• **What to produce**
Carry on the MCAT past papers forum thread from the point where it stops.

# Past Papers of MCAT



## farah (Oct 15, 2012)

plz upload uhs mcat past papers with correct answer key.


----------



## Hadaya Qaisar (Mar 3, 2013)

I've done A'levels in three subjects, but of the sciences, I haven't given my chemistry exam (I gave all three pure sciences in O'levels), now registering for the exam would make me loose one year so is there any option ? Like if the pmdc may take any placement test of chemistry, I can prepare and give the exam and even mcat exam. Please let me know if there's a way out, I'm in Saudi Arabia and will be in Pak by 27 th July, if there's any option please let me know.


----------



## Saad Zafar (Apr 16, 2013)

Yes plz upload 2012 uhs mcat paper if any body have it.. It will be appriciated.


----------



## hudanasir (Nov 23, 2012)

I had the same issue last year. I did three A levels from Riyadh but hadn't appeared for Physics. All Universities that i visited in Karachi rejected me as they said IBCC wont issue any equivalence because the science group isn't complete. Not even SAT I or II can replace this. I had to spend a year in Pakistan appearing for Physics (AS n A level) and to get a merit/ local seat the university officials asked me to appear for Pakistan studies and Islamiyaat (Urdu I already had appeared in O levels). All this wasnt as difficult as it had seemed in the beginning. Im expecting my results in August Inshallah.


----------



## Hadaya Qaisar (Mar 3, 2013)

• **Supplied data**
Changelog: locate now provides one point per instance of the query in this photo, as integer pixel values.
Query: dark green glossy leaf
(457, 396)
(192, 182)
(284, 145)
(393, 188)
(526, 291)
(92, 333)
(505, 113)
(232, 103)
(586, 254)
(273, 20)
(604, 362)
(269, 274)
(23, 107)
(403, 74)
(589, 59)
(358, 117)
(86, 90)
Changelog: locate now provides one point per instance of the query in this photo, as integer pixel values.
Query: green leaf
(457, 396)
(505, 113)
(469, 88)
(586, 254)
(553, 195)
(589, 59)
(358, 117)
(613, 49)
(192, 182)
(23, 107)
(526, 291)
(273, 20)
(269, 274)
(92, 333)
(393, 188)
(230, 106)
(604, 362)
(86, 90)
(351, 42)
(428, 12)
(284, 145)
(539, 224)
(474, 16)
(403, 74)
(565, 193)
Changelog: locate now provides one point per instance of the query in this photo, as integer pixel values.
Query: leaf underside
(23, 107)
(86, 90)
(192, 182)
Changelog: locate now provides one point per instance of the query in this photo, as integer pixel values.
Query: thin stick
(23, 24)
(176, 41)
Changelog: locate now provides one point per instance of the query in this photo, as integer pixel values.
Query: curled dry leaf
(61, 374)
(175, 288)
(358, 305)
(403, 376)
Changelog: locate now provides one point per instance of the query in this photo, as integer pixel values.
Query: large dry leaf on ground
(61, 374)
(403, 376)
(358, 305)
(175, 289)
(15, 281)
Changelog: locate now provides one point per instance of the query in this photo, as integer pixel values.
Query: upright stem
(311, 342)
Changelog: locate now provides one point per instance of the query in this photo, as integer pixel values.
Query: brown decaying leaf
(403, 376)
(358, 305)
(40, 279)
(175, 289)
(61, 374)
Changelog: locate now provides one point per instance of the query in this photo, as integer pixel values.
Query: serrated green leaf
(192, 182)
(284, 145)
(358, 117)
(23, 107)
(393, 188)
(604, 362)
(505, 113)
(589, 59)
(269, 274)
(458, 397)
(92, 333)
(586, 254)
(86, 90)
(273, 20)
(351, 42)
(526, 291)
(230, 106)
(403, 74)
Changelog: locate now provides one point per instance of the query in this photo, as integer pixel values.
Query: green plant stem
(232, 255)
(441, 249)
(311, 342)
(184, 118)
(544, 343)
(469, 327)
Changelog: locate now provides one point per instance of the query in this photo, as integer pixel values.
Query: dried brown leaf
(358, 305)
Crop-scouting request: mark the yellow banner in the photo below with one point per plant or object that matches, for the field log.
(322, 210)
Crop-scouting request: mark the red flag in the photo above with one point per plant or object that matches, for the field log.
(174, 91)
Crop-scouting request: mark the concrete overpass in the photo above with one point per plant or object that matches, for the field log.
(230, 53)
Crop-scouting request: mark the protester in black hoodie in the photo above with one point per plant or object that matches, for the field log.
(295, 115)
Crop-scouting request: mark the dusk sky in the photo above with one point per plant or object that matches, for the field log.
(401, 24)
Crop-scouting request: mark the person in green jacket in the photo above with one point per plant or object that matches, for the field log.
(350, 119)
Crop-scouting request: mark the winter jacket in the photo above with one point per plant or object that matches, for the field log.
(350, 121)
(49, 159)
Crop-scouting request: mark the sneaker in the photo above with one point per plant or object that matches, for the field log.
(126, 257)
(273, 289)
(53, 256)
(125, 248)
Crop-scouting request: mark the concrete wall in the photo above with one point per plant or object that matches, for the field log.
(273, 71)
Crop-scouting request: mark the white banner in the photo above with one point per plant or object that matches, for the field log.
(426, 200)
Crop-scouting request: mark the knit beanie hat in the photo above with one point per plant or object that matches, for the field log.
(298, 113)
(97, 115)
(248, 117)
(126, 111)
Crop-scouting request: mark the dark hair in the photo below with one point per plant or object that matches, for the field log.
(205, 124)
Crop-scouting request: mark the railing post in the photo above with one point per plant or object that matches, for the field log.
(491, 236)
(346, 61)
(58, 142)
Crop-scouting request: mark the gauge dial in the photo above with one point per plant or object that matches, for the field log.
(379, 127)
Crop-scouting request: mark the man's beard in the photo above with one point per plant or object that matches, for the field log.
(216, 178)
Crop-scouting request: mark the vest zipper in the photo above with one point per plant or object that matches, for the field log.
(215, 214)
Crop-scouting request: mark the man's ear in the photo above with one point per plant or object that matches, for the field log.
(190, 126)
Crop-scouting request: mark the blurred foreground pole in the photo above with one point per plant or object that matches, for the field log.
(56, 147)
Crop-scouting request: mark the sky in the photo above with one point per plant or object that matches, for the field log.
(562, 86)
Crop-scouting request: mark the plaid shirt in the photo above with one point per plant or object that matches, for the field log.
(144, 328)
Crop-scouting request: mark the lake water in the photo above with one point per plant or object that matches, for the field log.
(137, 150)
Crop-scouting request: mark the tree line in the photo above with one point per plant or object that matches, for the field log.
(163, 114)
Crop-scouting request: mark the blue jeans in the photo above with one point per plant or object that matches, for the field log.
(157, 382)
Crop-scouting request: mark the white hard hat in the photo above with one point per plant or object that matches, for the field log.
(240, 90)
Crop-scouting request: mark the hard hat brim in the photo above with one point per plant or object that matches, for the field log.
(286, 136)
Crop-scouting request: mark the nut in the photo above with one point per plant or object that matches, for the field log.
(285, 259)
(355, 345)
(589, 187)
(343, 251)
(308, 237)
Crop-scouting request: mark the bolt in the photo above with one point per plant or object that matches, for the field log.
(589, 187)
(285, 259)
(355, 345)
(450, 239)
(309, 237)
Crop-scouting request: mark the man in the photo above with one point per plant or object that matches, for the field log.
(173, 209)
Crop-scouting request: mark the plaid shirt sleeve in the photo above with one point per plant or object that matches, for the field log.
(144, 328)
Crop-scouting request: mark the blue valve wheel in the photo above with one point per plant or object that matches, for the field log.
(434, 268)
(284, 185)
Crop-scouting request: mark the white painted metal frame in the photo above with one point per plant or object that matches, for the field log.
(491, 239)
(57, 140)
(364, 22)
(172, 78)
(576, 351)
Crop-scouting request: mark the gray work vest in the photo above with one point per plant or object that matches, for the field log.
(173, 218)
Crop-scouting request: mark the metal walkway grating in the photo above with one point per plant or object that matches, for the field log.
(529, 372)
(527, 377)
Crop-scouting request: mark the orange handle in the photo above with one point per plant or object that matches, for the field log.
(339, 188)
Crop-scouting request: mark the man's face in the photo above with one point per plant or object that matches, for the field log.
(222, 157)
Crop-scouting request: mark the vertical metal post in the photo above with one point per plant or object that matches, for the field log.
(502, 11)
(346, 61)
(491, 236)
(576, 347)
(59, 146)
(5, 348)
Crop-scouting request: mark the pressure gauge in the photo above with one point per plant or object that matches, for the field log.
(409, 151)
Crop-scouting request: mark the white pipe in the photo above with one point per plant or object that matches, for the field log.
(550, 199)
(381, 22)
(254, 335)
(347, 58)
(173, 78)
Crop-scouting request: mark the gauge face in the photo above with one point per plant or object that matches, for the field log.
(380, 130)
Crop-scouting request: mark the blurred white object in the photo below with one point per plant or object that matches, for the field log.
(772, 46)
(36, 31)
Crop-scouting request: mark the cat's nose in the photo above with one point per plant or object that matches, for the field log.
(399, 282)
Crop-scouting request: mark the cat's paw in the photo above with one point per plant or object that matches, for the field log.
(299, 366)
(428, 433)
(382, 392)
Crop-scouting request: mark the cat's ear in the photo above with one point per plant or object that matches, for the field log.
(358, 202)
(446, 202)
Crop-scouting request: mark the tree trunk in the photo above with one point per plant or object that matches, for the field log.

• **Result below**
You did it all privately ? Is their any issue in that ? And do you know that how much marks does IBCC cuts for A'levels ?


----------



## hudanasir (Nov 23, 2012)

I joined an academy and got registered from there. Uptill now there is no issue. and about the marks that are deducted, I have no idea. I'll let you know when my equivalence is made.


----------



## Hadaya Qaisar (Mar 3, 2013)

Ok please do! Well I'll try first this year if they take any placement test for chemistry and make the equilvalance, is their any chance for this ?


----------



## Mariamumtaz (Jun 26, 2013)

any one is giving ETEA test???????


----------



## hudanasir (Nov 23, 2012)

no they wont take any kinda test.. trust me..i have gone through all this last year because of physics...!!


----------



## sahernaqvi (Oct 9, 2012)

yes im applying to kpk via the etea test


----------



## Hadaya Qaisar (Mar 3, 2013)

Ok. I'll see


----------



## adnan ahmed (Jul 18, 2013)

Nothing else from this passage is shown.